(RECORDS TO USE):
· · · · · · ·

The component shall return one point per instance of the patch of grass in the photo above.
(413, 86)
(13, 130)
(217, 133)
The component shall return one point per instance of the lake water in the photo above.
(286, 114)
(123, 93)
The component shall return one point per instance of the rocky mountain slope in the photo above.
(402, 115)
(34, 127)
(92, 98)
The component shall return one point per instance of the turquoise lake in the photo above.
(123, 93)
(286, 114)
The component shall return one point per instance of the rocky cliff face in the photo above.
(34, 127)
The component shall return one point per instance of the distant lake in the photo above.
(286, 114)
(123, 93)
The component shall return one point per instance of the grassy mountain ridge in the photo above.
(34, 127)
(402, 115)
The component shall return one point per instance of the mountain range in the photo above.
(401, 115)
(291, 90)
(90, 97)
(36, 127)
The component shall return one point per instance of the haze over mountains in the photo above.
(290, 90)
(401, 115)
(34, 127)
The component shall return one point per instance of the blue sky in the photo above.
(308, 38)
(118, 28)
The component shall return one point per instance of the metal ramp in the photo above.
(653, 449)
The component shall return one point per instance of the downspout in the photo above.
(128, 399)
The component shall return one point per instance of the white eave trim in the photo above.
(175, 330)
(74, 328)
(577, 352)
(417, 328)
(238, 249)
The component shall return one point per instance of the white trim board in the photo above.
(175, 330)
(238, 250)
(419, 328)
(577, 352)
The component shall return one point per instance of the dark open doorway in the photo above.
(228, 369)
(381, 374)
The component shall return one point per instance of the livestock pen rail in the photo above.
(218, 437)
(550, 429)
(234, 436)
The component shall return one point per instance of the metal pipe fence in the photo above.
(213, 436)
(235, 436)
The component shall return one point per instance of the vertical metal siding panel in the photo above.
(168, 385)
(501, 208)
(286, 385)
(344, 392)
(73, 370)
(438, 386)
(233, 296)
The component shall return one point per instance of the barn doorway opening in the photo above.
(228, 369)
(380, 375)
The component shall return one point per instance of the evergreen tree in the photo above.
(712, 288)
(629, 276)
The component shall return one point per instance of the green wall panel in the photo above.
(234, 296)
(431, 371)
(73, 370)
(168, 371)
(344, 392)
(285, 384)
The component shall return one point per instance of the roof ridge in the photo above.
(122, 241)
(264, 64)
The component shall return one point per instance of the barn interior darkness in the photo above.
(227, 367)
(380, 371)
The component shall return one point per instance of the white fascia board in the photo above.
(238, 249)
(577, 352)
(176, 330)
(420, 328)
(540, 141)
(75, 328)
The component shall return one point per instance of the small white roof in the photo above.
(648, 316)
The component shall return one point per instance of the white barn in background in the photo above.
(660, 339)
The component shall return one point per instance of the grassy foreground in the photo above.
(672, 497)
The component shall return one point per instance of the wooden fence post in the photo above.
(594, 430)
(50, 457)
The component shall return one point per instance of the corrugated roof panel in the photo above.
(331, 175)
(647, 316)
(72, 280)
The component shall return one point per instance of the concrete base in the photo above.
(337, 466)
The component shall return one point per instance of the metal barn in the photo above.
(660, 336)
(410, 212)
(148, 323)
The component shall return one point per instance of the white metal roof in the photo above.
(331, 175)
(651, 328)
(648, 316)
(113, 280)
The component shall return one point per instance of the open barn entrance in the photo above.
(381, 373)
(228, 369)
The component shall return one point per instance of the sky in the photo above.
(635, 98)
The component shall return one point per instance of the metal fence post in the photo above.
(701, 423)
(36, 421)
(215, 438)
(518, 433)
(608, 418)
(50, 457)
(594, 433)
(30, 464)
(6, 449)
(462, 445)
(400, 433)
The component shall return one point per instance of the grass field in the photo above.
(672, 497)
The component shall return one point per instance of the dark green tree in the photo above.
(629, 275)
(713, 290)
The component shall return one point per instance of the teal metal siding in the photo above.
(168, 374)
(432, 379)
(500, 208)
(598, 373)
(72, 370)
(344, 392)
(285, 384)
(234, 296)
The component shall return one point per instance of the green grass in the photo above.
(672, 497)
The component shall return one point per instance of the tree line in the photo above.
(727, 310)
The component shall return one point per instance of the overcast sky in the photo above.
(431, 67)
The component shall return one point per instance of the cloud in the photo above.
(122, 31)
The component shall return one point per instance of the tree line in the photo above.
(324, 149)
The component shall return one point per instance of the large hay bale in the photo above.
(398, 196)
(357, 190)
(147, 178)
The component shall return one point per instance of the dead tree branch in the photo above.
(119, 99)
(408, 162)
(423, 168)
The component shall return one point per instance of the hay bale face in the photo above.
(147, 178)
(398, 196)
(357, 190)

· · · · · · ·

(HOW TO COMPLETE THIS TASK): Once more and in full, please write out the listing above exactly.

(SOLUTION):
The component shall return one point per instance of the patch of grass in the photo above.
(413, 86)
(13, 130)
(217, 133)
The component shall return one point per instance of the lake water in the photo above.
(286, 114)
(123, 93)
The component shall return one point per instance of the rocky mountain slope in the photo above.
(402, 115)
(34, 127)
(92, 98)
The component shall return one point per instance of the turquoise lake in the photo above.
(123, 93)
(286, 114)
The component shall return one point per instance of the rocky cliff face in the photo above.
(34, 127)
The component shall return one point per instance of the distant lake in the photo above.
(286, 114)
(123, 93)
The component shall return one point per instance of the grassy mountain ridge in the photo above.
(34, 127)
(402, 115)
The component shall return one point per instance of the mountain range in the photo above.
(401, 115)
(291, 90)
(90, 97)
(36, 127)
The component shall return one point per instance of the haze over mountains in the photo above.
(290, 90)
(401, 115)
(34, 127)
The component shall return one point per instance of the blue sky in the photo above.
(308, 38)
(118, 28)
The component shall return one point per instance of the metal ramp in the photo above.
(653, 449)
The component shall return one point per instance of the downspout in the photo above.
(128, 399)
The component shall return one point per instance of the white eave trim in the photo above.
(175, 330)
(74, 328)
(577, 352)
(417, 328)
(238, 249)
The component shall return one point per instance of the white trim board in the photo above.
(175, 330)
(238, 250)
(419, 328)
(577, 352)
The component shall return one point per instance of the dark open doorway in the photo above.
(228, 369)
(381, 374)
The component shall return one point per instance of the livestock pen rail in the photo above.
(218, 437)
(550, 429)
(234, 436)
The component shall return one point per instance of the metal pipe fence in the photo above.
(213, 436)
(235, 436)
The component shall return one point per instance of the vertical metal siding panel in the photo above.
(168, 385)
(501, 208)
(286, 385)
(344, 392)
(73, 370)
(438, 386)
(233, 296)
The component shall return one point per instance of the barn doorway opening in the photo above.
(228, 369)
(380, 375)
The component shall return one point per instance of the evergreen tree in the photo above.
(712, 288)
(629, 276)
The component shall return one point per instance of the green wall panel in the photo above.
(234, 296)
(431, 371)
(73, 370)
(168, 371)
(344, 392)
(285, 384)
The component shall return one point per instance of the roof ridge in the photo above.
(122, 241)
(264, 64)
The component shall return one point per instance of the barn interior darkness in the photo above.
(227, 367)
(380, 371)
The component shall return one point per instance of the white fascia board in the photo above.
(238, 249)
(577, 352)
(176, 330)
(420, 328)
(540, 141)
(75, 328)
The component shall return one point per instance of the small white roof in the photo above.
(648, 316)
The component shall return one point per instance of the white barn in background in the photo above.
(660, 339)
The component shall return one point per instance of the grassy foreground in the photo above.
(672, 497)
The component shall return one point per instance of the wooden fence post in the photo above.
(594, 430)
(50, 457)
The component shall return one point per instance of the corrugated roof panel in the photo above.
(331, 175)
(647, 316)
(72, 280)
The component shall return one point per instance of the concrete base in the photo above.
(337, 466)
The component shall return one point per instance of the metal barn in the photo above.
(660, 336)
(410, 212)
(148, 323)
The component shall return one point per instance of the white metal roof in the photo above.
(331, 175)
(651, 328)
(648, 316)
(113, 280)
The component shall return one point per instance of the open barn entrance in the photo above.
(381, 373)
(228, 369)
The component shall return one point per instance of the sky in the photo above.
(635, 98)
The component shall return one point per instance of the metal fence post in the photo above.
(701, 423)
(36, 421)
(215, 438)
(518, 433)
(608, 418)
(50, 457)
(594, 433)
(30, 464)
(6, 449)
(462, 445)
(400, 433)
The component shall return one point per instance of the grass field in the photo above.
(672, 497)
The component shall return one point per instance of the dark green tree in the photo above.
(629, 275)
(713, 290)
The component shall return one point per instance of the teal metal siding in the photo above.
(168, 374)
(432, 379)
(500, 208)
(598, 373)
(72, 370)
(344, 392)
(285, 384)
(234, 296)
The component shall return one point per instance of the green grass in the photo above.
(672, 497)
The component shall return one point per instance of the tree line in the photo above.
(727, 310)
The component shall return one point per instance of the overcast sky in the photo above.
(431, 67)
The component shall return one point per instance of the cloud in the photo above.
(122, 31)
The component shall return one point per instance of the tree line in the photo above.
(324, 149)
The component shall return one point per instance of the large hay bale in the photo above.
(398, 196)
(357, 190)
(147, 178)
The component shall return one point per instance of the dead tree branch in the photo above.
(119, 99)
(408, 162)
(423, 168)
The component shall return one point per instance of the hay bale face in the photo above.
(147, 178)
(398, 196)
(357, 190)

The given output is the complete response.